- _Task prompt_
Rewrite the rows from the line containing "request: segment every instance of the spotlight" through the end of the rows, both ends included. Keep the requests unchanged, shift every coordinate in the polygon answers up by 102, and leave out the pictures.

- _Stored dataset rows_
## START
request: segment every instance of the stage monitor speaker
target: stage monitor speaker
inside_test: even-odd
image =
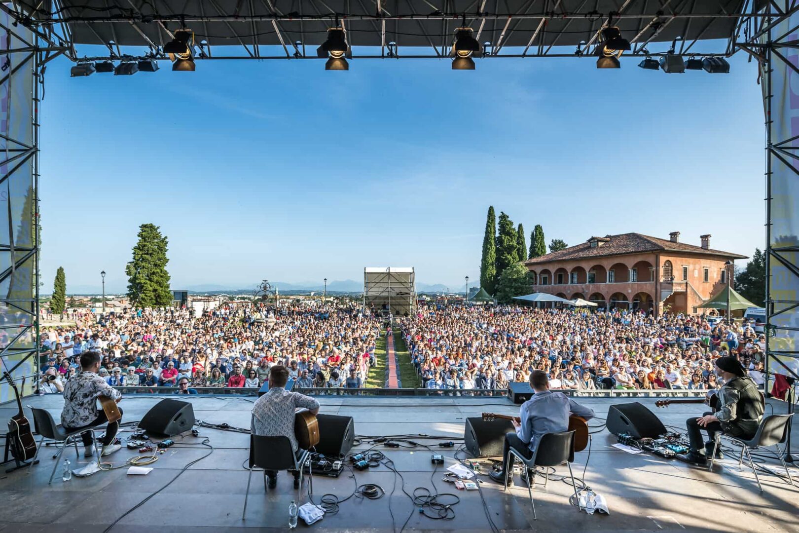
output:
[[[193,427],[194,408],[192,404],[177,400],[161,400],[139,422],[139,429],[166,436],[187,432]]]
[[[607,410],[607,431],[617,436],[626,433],[634,439],[657,439],[667,432],[660,419],[638,402],[611,405]]]
[[[507,384],[507,396],[514,404],[523,404],[535,394],[535,391],[527,381],[511,381]]]
[[[355,422],[352,416],[316,415],[319,444],[316,451],[328,457],[343,457],[352,447]]]
[[[463,432],[466,449],[474,457],[502,457],[505,434],[514,432],[511,420],[495,419],[487,422],[479,416],[467,418]]]

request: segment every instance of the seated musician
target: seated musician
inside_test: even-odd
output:
[[[718,411],[715,414],[706,412],[701,418],[694,416],[686,420],[691,445],[686,459],[690,463],[702,464],[710,459],[718,432],[751,439],[763,420],[763,397],[757,384],[746,375],[737,359],[733,356],[717,359],[716,375],[724,383],[717,393]],[[702,428],[707,432],[707,443],[702,442]],[[724,458],[721,447],[716,451],[716,458]]]
[[[79,429],[89,429],[108,421],[105,412],[97,410],[97,396],[107,396],[118,402],[122,395],[117,389],[105,383],[105,380],[97,375],[100,370],[100,354],[97,352],[84,352],[81,354],[81,373],[66,381],[64,385],[64,410],[61,412],[61,423],[64,429],[72,432]],[[122,410],[119,410],[120,413]],[[120,447],[113,444],[119,429],[119,421],[112,422],[105,429],[105,437],[102,440],[101,455],[108,455]],[[81,434],[85,447],[83,456],[91,457],[94,454],[94,443],[91,432]]]
[[[505,445],[503,457],[504,467],[500,471],[491,471],[491,479],[504,483],[507,475],[507,484],[513,484],[514,457],[507,459],[507,452],[512,447],[523,457],[531,459],[539,440],[546,433],[559,433],[569,428],[569,416],[572,414],[582,416],[586,420],[594,418],[594,410],[580,405],[562,392],[549,390],[549,379],[543,370],[534,370],[530,375],[530,384],[535,394],[522,404],[519,412],[521,422],[513,421],[515,433],[505,434]],[[533,479],[533,471],[530,471]],[[524,479],[524,476],[522,476]]]
[[[319,412],[319,402],[310,396],[285,389],[288,381],[288,370],[283,365],[275,365],[269,370],[269,391],[256,401],[252,406],[253,435],[288,437],[292,448],[299,449],[294,436],[294,414],[298,408],[308,409],[314,415]],[[294,488],[300,488],[300,472],[292,471]],[[269,488],[277,484],[277,472],[267,471]]]

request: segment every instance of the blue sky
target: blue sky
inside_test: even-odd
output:
[[[70,78],[47,69],[43,292],[123,291],[138,225],[169,239],[173,287],[479,277],[493,205],[547,243],[639,232],[763,248],[763,110],[729,75],[594,60],[198,62],[193,74]],[[474,283],[474,281],[472,281]]]

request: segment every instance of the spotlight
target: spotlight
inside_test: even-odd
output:
[[[139,62],[139,71],[155,72],[158,70],[158,62],[155,59],[142,59]]]
[[[646,58],[638,63],[638,66],[647,70],[660,70],[660,63],[658,62],[657,59],[652,58]]]
[[[132,61],[126,61],[117,66],[113,70],[114,76],[133,76],[139,71],[139,66]]]
[[[113,62],[101,61],[94,64],[95,72],[106,73],[113,72]]]
[[[95,71],[94,63],[78,63],[70,70],[70,75],[72,78],[91,76]]]
[[[686,70],[702,70],[702,59],[698,58],[689,58],[686,62]]]
[[[702,67],[711,74],[729,74],[729,63],[724,58],[712,57],[702,60]]]

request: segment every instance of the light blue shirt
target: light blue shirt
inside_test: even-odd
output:
[[[594,418],[593,409],[580,405],[562,392],[536,392],[522,404],[519,412],[522,423],[516,435],[522,442],[529,444],[531,451],[535,451],[541,436],[560,433],[569,428],[569,415],[572,413],[586,420]]]

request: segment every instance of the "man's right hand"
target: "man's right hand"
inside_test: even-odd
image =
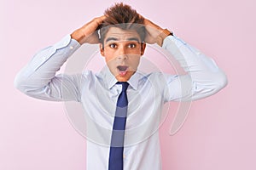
## END
- _Output of the task_
request: segment every instance of the spotlight
target: spotlight
inside_test: even-odd
output:
[[[241,164],[241,173],[257,174],[260,172],[260,164],[257,161],[244,161]]]
[[[748,160],[740,165],[740,168],[749,172],[762,172],[762,165],[760,164],[759,161],[754,160]]]
[[[234,163],[228,163],[219,168],[215,172],[216,178],[235,178],[241,173],[241,168]]]
[[[215,164],[203,163],[196,166],[197,174],[208,175],[215,174]]]
[[[197,173],[196,165],[180,165],[172,172],[172,177],[174,180],[193,178]]]
[[[788,172],[804,172],[804,161],[800,160],[791,160],[788,164]]]
[[[804,169],[813,176],[831,176],[831,165],[826,160],[814,159],[804,162]]]

request: segment every instance of the light blue shirt
target: light blue shirt
inside_test: even-odd
output:
[[[696,520],[695,511],[682,507],[664,494],[638,494],[624,506],[621,514],[624,525],[618,537],[624,544],[631,546],[633,553],[637,553],[643,538],[662,535],[671,530],[671,517],[674,515],[688,522]]]

request: segment every instance of the "man's right hand"
target: "man's right hand"
inside_test: even-odd
image =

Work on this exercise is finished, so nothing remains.